- **Fragmento seleccionado**
Si tuviera que elegir como introducción una frase que defina la filosofía desde mi punto de vista, elegiría aquélla en la que Schopenhauer comparaba la filosofía con la obertura de la ópera de Mozart, Don Juan, pues tanto una como otra –decía- comienzan en un tono menor. El tono menor es el propio de lo inseguro, del suspense, la antesala del asombro y la inquietud ante el presentimiento de que todo es posible. El reconocimiento de la filosofía como expectativa es lo que me mueve, a ella se le confía mucho, a veces más de lo que puede dar. Por ello, la filosofía no debe, ni puede ser sólo un ejercicio retórico, ni una distracción inocente que no comprometa más allá de su estudio.

La filosofía, pues, se define desde mi punto de vista como algo problemático y saturado de explicaciones. Cuando en las vacaciones de Navidad de 1931 Wittgenstein le confesaba a Waismann que, «si en filosofía hubiera tesis, tendrían que ser tales que no dieran origen a disputas. Pues tendrían que expresarse de tal manera que todos dijeran, Oh sí, naturalmente esto es obvio», no sólo estaba abandonando las posturas dogmáticas del Tractatus, sino indicando las ambigüedades y problemas del lenguaje y de la filosofía misma. En este sentido, la filosofía es hoy para nosotros algo diferente de lo que fue o será para la generación anterior y posterior. Como dato curioso, no sorprende que uno de los argumentos más populares del escepticismo en la antigüedad, fuese aquel tropo de Agripa que reconocía la relatividad de las opiniones que hace discutible todo principio. La variedad y cambio de las opiniones sobre la filosofía o sobre lo que para muchos era la verdad, y la adhesión a definiciones diferentes invita cuando menos a la incertidumbre.

- **Tareas**
1: Enumera todas las personas que se nombran en el texto sobre la filosofía, sin contar los títulos de obras.
2: Prolonga el texto sobre la filosofía a partir de su última oración.

Registros extraídos de una colección
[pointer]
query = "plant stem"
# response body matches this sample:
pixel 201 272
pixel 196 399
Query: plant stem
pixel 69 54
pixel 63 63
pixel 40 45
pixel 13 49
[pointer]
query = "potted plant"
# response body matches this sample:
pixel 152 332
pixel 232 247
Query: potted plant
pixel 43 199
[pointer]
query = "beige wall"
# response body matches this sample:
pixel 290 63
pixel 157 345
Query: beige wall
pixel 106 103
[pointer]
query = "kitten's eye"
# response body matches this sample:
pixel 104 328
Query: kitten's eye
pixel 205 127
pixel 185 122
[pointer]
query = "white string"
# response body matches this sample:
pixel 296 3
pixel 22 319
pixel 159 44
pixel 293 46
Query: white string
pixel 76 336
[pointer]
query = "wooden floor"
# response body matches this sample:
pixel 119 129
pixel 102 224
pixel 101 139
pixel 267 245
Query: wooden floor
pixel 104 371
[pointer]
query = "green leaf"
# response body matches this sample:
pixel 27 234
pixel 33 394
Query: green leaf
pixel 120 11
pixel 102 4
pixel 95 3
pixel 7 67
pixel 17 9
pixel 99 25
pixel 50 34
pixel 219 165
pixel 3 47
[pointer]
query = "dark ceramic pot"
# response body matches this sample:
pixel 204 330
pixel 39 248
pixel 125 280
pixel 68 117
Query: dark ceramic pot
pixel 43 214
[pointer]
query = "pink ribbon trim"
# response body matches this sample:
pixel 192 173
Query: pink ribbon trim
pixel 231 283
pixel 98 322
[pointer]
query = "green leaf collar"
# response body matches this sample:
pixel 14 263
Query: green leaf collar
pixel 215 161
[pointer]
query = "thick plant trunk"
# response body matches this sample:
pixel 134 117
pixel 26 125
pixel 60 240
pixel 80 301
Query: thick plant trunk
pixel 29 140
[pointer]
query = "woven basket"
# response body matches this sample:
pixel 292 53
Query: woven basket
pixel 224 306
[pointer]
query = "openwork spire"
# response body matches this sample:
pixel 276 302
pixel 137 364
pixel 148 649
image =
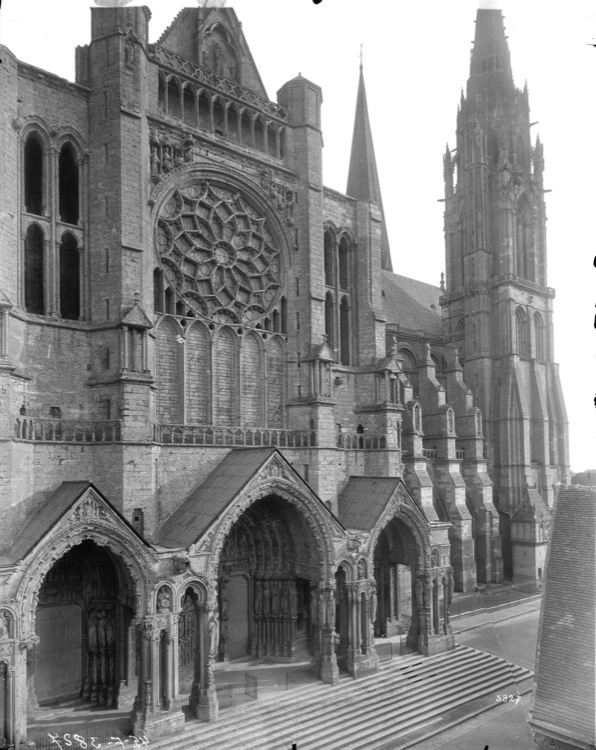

- **Las respuestas**
1: Schopenhauer, Mozart, Wittgenstein, Waismann y Agripa.

2:
A nadie, pues, asombra hoy en día que la filosofía se halle en un debate en el que se plantea la existencia de un período de disgregación, de fragmentación que no consigue producir un discurso unitario, un discurso coherente sobre la realidad. Ésta es una de las cuestiones esenciales, pues la única justificación posible para concebir la filosofía como realización progresiva de la humanidad, estriba en la eventualidad de concebirla como un proceso complejo que intenta resolver los problemas de la misma. Y esto es justamente lo que hoy en día está bajo sospecha. En este sentido, puede parecer anacrónico o inoperante promover una reflexión sobre la filosofía. Es decir, es posible que no exista una posibilidad de facto que pueda crear las circunstancias mínimas necesarias para un debate de este estilo. Derrida en El lenguaje y las instituciones filosóficas, juega con esta idea introduciendo el concepto de censura en la actualidad. Advierte que «desde el momento en que un discurso, aunque no esté prohibido, no pueda encontrar las condiciones para una exposición o una discusión pública ilimitada, se puede hablar, por excesivo que esto pueda parecer, de un efecto de censura". Es evidente que esa censura hoy no procede de un organismo central y especializado, de una persona o de una comisión constituida al efecto, ese poder proscriptivo, se encuentra asociado a otras instancias a salvo de cualquier sospecha, otras instituciones de investigación, de enseñanza, nacionales o internacionales, los poderes editoriales, los mass media, etc.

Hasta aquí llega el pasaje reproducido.